▸ Work required
Return every one of the records below unchanged, line for line.
—————
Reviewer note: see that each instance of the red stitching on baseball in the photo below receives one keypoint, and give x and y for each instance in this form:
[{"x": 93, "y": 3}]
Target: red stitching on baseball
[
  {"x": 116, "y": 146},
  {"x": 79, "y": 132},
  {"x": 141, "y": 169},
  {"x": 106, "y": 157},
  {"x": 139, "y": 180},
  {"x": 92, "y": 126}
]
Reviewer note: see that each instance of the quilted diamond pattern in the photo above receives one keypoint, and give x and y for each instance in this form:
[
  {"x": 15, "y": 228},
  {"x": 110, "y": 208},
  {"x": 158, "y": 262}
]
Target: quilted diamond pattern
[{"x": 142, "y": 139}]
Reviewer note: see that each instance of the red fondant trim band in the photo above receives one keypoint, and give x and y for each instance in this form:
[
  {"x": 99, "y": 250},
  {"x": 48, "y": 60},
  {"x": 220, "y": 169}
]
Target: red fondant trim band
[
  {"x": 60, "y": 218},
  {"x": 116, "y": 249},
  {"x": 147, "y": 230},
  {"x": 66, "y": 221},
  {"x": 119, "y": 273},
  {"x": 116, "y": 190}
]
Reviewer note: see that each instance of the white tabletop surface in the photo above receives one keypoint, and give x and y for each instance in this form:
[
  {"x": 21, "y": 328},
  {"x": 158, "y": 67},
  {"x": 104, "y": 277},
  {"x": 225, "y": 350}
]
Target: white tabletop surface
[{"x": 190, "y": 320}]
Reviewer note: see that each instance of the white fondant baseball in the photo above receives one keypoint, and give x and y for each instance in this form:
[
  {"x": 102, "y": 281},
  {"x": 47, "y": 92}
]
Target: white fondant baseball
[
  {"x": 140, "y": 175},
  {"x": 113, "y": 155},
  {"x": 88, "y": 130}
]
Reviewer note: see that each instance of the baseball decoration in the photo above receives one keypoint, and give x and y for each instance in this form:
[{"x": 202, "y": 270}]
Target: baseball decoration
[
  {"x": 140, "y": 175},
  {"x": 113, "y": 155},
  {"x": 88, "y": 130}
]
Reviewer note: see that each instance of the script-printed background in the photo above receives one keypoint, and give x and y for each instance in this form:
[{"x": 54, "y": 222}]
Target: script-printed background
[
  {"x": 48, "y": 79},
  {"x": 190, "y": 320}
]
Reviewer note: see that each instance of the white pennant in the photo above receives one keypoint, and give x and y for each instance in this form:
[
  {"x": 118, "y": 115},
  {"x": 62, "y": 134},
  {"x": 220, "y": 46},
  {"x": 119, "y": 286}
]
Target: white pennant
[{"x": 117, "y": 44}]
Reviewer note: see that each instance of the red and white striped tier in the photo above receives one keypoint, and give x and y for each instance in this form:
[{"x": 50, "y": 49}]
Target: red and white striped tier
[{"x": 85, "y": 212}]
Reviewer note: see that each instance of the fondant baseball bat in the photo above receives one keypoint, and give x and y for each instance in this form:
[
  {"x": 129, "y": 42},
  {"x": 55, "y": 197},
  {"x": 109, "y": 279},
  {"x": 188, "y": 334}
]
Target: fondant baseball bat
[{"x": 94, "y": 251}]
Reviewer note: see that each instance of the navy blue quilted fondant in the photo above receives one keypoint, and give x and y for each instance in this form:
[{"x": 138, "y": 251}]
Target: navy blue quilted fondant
—————
▸ Finished exercise
Reviewer note: see that each instance of the red stitching on baseball in the photo below receives one keypoint, and give x and y for each instance in this form:
[{"x": 93, "y": 3}]
Target: red stitching on baseball
[
  {"x": 116, "y": 146},
  {"x": 79, "y": 132},
  {"x": 141, "y": 169},
  {"x": 106, "y": 157},
  {"x": 139, "y": 180},
  {"x": 92, "y": 126}
]
Reviewer note: see that each instance of the quilted diamond pattern in the photo above receives one keypoint, and give x and y for each instance in this form:
[
  {"x": 15, "y": 228},
  {"x": 110, "y": 208},
  {"x": 158, "y": 262}
]
Target: quilted diamond pattern
[{"x": 142, "y": 139}]
Reviewer note: see that each instance of the red fondant trim band in the photo above receives one keypoint, and give x and y for each instance in this form:
[
  {"x": 99, "y": 250},
  {"x": 48, "y": 60},
  {"x": 220, "y": 169}
]
Target: red fondant trim band
[
  {"x": 60, "y": 218},
  {"x": 116, "y": 249},
  {"x": 147, "y": 230},
  {"x": 66, "y": 221},
  {"x": 119, "y": 273},
  {"x": 116, "y": 190}
]
Reviewer note: see that each instance of the white tabletop surface in the photo above receives one keypoint, and give x and y for each instance in this form:
[
  {"x": 21, "y": 328},
  {"x": 158, "y": 67},
  {"x": 104, "y": 277},
  {"x": 225, "y": 350}
]
Target: white tabletop surface
[{"x": 190, "y": 320}]
Reviewer note: see that each instance of the white fondant baseball in the photo above receives one keypoint, and give x and y for each instance in this form:
[
  {"x": 102, "y": 281},
  {"x": 47, "y": 92}
]
Target: white fondant baseball
[
  {"x": 140, "y": 175},
  {"x": 113, "y": 155},
  {"x": 88, "y": 130}
]
Reviewer note: see that each instance of the baseball decoration in the photo above receives one keypoint, and give x and y for each instance in this form:
[{"x": 202, "y": 270}]
Target: baseball decoration
[
  {"x": 140, "y": 175},
  {"x": 113, "y": 155},
  {"x": 88, "y": 130}
]
Reviewer note: see that each instance of the script-printed background in the photo above receives one keypoint, and give x and y for each instance in this form:
[{"x": 54, "y": 222}]
Target: script-printed background
[
  {"x": 48, "y": 79},
  {"x": 190, "y": 320}
]
Reviewer note: see that each instance of the white pennant in the photo above receives one keypoint, and give x and y for each instance in this form:
[
  {"x": 118, "y": 115},
  {"x": 62, "y": 134},
  {"x": 220, "y": 46},
  {"x": 119, "y": 286}
]
Target: white pennant
[{"x": 117, "y": 44}]
Reviewer note: see that each instance of the red and white striped tier in the photo above receives one keypoint, and give x and y for each instance in this form:
[{"x": 50, "y": 49}]
Target: red and white striped tier
[{"x": 85, "y": 212}]
Reviewer note: see that each instance of the fondant baseball bat in the photo above receives one keypoint, and give x and y for each instance in this form:
[
  {"x": 129, "y": 42},
  {"x": 55, "y": 197},
  {"x": 109, "y": 279},
  {"x": 188, "y": 334}
]
Target: fondant baseball bat
[{"x": 94, "y": 251}]
Reviewer note: see that each instance of the navy blue quilted fondant in the photo above receives one keypoint, and give x and y for each instance in this form:
[{"x": 138, "y": 251}]
Target: navy blue quilted fondant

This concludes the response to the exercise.